#### [What you are asked to do]
Starting at the line with "the brown hair", transcribe each line through the final one, both included, and add nothing.
#####
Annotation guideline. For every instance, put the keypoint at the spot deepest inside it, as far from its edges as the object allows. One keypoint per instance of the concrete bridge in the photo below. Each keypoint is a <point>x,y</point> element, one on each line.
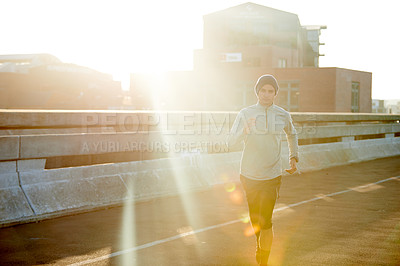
<point>54,163</point>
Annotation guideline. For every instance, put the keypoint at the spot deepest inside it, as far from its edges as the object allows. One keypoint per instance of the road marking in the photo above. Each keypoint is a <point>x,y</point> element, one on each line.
<point>161,241</point>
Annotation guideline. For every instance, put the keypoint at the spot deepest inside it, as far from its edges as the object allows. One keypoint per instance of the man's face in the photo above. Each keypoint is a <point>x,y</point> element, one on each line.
<point>266,95</point>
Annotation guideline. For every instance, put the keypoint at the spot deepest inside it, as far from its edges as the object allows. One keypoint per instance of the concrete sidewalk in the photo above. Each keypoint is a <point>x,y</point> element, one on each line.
<point>358,226</point>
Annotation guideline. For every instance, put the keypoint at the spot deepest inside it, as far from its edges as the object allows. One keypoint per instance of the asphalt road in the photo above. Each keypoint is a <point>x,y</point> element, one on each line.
<point>348,215</point>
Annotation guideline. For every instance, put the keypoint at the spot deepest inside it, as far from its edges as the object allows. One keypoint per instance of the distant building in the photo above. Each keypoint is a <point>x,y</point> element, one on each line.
<point>244,42</point>
<point>42,81</point>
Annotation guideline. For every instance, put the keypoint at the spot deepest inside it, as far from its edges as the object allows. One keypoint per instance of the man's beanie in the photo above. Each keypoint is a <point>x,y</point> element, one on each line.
<point>264,80</point>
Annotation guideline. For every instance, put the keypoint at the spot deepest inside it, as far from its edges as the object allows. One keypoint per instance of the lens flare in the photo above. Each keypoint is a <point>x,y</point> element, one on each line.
<point>245,218</point>
<point>230,187</point>
<point>250,231</point>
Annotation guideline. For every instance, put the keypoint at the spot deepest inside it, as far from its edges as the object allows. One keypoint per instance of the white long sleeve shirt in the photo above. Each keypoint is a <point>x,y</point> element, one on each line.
<point>261,157</point>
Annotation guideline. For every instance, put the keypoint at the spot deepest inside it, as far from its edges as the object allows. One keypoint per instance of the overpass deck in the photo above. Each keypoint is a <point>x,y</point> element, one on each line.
<point>345,215</point>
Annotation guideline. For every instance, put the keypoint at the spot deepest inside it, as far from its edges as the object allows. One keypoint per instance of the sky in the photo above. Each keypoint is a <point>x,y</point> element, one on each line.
<point>121,37</point>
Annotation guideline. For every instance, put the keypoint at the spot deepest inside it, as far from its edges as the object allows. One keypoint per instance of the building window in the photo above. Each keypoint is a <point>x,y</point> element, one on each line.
<point>288,95</point>
<point>282,63</point>
<point>355,97</point>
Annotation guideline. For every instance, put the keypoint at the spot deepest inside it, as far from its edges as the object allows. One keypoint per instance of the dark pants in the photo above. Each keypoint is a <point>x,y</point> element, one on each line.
<point>261,197</point>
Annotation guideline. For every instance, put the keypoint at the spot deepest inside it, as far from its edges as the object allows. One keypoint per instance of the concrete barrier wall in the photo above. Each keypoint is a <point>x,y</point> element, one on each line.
<point>30,192</point>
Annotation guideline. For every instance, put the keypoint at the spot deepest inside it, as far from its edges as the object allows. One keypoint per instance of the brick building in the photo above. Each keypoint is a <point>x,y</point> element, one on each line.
<point>244,42</point>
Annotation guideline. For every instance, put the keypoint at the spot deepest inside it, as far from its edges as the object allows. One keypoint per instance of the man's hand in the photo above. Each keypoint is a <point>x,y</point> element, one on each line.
<point>247,127</point>
<point>293,166</point>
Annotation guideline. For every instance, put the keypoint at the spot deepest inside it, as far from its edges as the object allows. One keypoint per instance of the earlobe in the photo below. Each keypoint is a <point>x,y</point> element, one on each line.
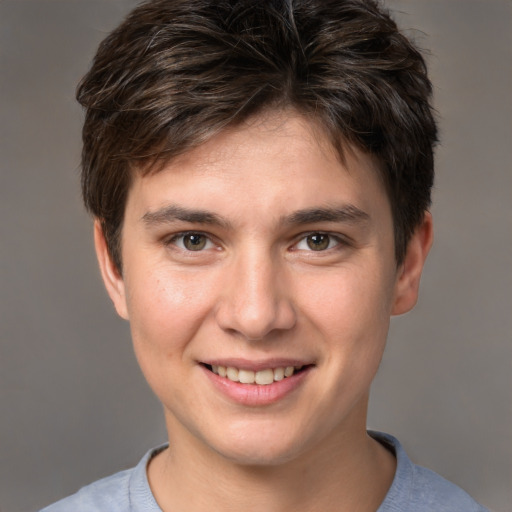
<point>409,273</point>
<point>112,279</point>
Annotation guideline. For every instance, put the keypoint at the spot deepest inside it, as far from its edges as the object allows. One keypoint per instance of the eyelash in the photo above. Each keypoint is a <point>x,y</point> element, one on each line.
<point>303,238</point>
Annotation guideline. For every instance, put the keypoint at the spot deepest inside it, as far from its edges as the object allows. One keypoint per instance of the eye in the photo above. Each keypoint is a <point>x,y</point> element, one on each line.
<point>318,242</point>
<point>192,241</point>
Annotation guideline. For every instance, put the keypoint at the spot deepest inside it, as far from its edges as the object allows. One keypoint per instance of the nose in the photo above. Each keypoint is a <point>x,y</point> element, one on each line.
<point>256,300</point>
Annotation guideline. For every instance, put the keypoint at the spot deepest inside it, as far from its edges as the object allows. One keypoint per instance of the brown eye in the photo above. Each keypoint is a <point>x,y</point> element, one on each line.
<point>194,241</point>
<point>318,241</point>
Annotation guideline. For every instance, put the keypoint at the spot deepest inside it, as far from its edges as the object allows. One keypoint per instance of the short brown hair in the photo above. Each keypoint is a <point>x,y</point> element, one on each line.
<point>176,72</point>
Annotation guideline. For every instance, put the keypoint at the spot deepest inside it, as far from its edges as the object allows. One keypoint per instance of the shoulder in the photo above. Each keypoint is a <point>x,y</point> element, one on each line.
<point>126,491</point>
<point>420,489</point>
<point>111,493</point>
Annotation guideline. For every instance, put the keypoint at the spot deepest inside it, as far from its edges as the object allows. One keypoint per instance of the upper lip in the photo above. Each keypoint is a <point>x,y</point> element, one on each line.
<point>256,365</point>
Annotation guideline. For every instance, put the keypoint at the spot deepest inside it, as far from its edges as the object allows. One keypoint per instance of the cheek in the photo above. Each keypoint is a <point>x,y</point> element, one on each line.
<point>166,310</point>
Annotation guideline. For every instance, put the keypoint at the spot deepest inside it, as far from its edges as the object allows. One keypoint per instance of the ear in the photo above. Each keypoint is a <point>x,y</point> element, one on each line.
<point>112,279</point>
<point>409,274</point>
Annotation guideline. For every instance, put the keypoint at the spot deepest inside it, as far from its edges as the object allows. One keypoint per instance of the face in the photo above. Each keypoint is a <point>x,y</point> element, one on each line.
<point>259,276</point>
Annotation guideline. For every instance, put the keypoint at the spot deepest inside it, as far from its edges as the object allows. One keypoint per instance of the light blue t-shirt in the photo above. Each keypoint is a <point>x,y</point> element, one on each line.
<point>414,489</point>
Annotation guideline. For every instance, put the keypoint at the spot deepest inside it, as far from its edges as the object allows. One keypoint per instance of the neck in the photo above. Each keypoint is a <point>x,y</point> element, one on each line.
<point>347,473</point>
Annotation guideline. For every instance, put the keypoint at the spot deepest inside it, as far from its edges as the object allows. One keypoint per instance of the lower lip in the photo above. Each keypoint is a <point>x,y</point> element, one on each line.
<point>257,394</point>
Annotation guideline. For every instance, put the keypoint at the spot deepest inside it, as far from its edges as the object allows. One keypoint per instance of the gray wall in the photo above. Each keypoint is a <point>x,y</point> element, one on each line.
<point>73,405</point>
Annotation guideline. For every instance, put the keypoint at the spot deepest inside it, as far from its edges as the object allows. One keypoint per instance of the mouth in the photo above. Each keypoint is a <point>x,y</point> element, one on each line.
<point>263,377</point>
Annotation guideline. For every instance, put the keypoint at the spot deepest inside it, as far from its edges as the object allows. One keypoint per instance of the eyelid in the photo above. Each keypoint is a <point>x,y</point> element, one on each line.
<point>340,240</point>
<point>171,240</point>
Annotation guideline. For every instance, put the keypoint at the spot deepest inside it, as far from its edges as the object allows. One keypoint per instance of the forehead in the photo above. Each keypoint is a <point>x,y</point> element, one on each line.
<point>271,163</point>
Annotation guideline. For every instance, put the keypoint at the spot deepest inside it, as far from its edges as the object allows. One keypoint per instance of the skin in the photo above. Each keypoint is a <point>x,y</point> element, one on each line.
<point>260,291</point>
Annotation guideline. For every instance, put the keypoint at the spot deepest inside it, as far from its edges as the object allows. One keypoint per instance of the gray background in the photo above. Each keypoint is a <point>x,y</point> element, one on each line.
<point>73,405</point>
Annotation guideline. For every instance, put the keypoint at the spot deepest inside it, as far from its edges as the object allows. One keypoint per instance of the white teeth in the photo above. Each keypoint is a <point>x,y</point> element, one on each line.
<point>246,376</point>
<point>262,377</point>
<point>232,374</point>
<point>279,374</point>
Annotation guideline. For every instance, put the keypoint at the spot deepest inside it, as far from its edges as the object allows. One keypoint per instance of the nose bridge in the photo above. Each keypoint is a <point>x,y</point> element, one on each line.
<point>256,300</point>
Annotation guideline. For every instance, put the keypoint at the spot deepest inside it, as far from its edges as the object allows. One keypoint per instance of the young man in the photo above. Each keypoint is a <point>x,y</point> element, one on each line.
<point>260,175</point>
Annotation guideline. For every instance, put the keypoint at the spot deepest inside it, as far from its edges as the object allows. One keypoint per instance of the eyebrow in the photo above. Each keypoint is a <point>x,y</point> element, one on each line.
<point>173,213</point>
<point>346,213</point>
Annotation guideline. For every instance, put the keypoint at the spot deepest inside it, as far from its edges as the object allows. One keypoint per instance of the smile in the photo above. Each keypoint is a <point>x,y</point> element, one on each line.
<point>262,377</point>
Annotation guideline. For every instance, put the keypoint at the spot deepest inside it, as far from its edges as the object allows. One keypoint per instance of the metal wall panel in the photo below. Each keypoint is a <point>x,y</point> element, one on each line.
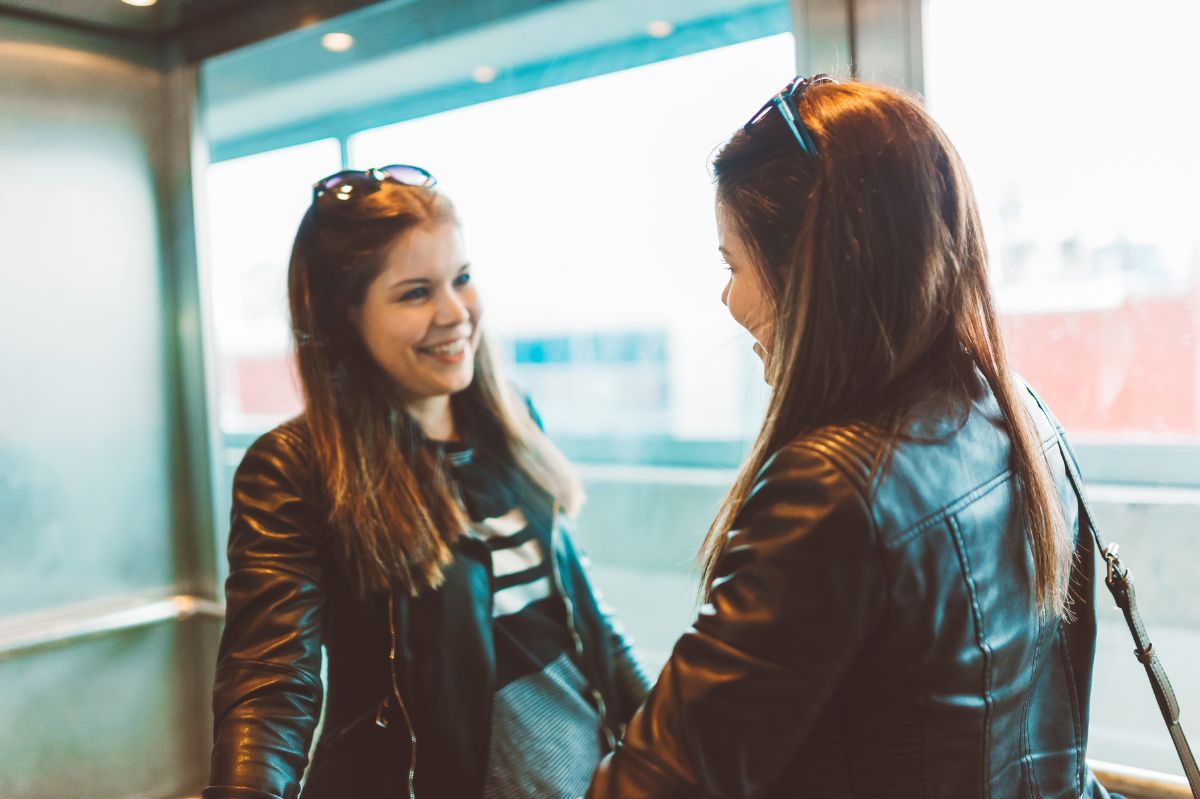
<point>90,476</point>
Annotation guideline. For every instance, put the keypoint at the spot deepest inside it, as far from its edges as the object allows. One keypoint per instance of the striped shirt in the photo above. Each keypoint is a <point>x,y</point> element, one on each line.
<point>546,736</point>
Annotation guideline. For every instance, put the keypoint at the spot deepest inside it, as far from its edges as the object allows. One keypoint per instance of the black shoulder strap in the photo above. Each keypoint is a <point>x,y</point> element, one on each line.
<point>1120,583</point>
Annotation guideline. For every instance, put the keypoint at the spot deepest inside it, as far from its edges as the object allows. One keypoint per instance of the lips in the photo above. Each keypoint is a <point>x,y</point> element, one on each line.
<point>450,352</point>
<point>450,348</point>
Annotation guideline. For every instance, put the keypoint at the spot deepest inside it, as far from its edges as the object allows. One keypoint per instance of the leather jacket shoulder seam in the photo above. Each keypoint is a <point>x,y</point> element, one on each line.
<point>846,473</point>
<point>951,508</point>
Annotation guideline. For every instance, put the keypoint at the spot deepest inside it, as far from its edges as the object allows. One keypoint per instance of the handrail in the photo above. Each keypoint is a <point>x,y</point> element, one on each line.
<point>1140,784</point>
<point>47,629</point>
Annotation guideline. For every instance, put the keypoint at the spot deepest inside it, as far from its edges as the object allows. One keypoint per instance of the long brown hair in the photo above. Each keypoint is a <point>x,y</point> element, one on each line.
<point>390,503</point>
<point>874,257</point>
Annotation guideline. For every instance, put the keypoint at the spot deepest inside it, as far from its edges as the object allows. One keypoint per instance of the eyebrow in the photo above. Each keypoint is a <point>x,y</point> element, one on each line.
<point>424,281</point>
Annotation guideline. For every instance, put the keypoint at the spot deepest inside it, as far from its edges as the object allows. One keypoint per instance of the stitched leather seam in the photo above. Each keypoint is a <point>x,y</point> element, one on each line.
<point>984,649</point>
<point>1031,778</point>
<point>859,491</point>
<point>939,516</point>
<point>1077,722</point>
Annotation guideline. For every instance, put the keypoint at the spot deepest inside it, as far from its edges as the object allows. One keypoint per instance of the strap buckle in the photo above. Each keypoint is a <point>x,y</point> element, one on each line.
<point>1116,572</point>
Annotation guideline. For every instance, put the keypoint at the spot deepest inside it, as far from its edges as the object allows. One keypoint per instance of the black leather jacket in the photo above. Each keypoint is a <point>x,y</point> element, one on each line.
<point>411,682</point>
<point>874,634</point>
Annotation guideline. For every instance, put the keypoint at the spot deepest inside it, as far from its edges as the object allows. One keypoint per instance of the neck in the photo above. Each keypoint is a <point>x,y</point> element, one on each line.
<point>435,418</point>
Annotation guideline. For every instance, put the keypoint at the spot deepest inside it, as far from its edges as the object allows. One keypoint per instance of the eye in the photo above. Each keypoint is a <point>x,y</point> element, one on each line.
<point>419,293</point>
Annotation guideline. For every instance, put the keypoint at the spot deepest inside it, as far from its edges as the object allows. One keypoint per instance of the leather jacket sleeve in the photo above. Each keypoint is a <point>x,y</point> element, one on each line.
<point>796,594</point>
<point>629,671</point>
<point>268,691</point>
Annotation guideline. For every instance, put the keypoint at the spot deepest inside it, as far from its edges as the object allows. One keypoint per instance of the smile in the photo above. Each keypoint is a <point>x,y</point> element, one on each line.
<point>448,353</point>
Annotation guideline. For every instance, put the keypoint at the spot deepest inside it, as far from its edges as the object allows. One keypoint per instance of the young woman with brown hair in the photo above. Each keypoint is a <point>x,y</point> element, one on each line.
<point>413,523</point>
<point>898,600</point>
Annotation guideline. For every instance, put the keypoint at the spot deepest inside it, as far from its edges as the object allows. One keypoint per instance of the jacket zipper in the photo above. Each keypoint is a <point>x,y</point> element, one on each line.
<point>395,692</point>
<point>601,708</point>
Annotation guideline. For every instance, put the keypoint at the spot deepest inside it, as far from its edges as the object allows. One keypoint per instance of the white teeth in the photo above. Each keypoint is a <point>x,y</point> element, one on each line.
<point>453,348</point>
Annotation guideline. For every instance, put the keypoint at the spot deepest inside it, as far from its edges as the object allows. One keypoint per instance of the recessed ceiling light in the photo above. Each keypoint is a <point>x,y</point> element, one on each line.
<point>337,42</point>
<point>659,29</point>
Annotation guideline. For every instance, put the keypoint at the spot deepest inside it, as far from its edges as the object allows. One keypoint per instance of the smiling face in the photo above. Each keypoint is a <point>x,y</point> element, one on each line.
<point>745,295</point>
<point>419,318</point>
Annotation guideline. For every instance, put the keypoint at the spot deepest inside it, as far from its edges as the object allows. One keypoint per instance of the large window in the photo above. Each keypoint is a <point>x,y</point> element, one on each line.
<point>1077,124</point>
<point>587,209</point>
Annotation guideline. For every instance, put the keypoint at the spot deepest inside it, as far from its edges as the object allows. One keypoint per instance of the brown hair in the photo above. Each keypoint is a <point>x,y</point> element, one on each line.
<point>390,504</point>
<point>874,258</point>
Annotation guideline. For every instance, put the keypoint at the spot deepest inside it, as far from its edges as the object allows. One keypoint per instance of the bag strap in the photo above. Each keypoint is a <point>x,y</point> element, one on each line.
<point>1120,582</point>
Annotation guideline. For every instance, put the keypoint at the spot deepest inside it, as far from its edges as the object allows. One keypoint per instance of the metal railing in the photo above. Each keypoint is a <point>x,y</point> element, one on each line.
<point>31,632</point>
<point>1140,784</point>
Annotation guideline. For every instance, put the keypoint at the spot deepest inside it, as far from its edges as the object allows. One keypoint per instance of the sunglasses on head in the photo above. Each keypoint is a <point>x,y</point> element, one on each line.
<point>354,184</point>
<point>787,102</point>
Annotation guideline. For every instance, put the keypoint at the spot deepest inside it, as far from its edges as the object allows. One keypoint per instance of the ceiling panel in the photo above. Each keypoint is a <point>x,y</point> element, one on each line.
<point>113,16</point>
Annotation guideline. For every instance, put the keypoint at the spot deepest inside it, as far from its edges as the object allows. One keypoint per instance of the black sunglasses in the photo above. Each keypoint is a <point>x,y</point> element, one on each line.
<point>353,184</point>
<point>787,102</point>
#####
#### [Answer for this exercise]
Annotation guideline. For every instance, put the keypoint at the spot deepest inside it, as far from its edges as the object allows. One keypoint per instance of the brown hair in the photo above. Each keypoint is a <point>x,y</point> element, one on each line.
<point>390,504</point>
<point>874,258</point>
Annotation guideline. For every instance, put the keypoint at the spot deepest inside it, as far from its edges as the object allows. One keypoint per instance of the bag strap in the photo above. Each keypoint is a <point>x,y</point> element, one on each line.
<point>1120,582</point>
Annotation guideline. For every instance, put the keypoint at the spot deepest inside it, as far from its edges as the object allows. One keypoint per instance of the metal railing in the photo above. Each keypoint is a <point>x,y</point> element, one on each line.
<point>31,632</point>
<point>1140,784</point>
Annotation guideline. For every instance, put the keypoint at the spot deepest inside it, as far from its edges as the object allows. One keypoint per instance of the sunglasses on head in the photo above. Each keypoint is a <point>x,y</point> element, one on each line.
<point>354,184</point>
<point>787,102</point>
Annotation guideline. For every instance, put the keypoint at the spot deepest inside it, as far from its edges as the object allows. One keypoint per instance of the ceiling panel in the photo above. Each keypoint is a <point>x,y</point> element, one on each line.
<point>113,16</point>
Annotation guideline. For every instance, put the keypoint at the spot deepest inside it, as far from its edges as the object allows. One keypoint per instance of the black sunglasses in the photo above. Each keypoint is a <point>x,y</point> element, one on each line.
<point>353,184</point>
<point>787,102</point>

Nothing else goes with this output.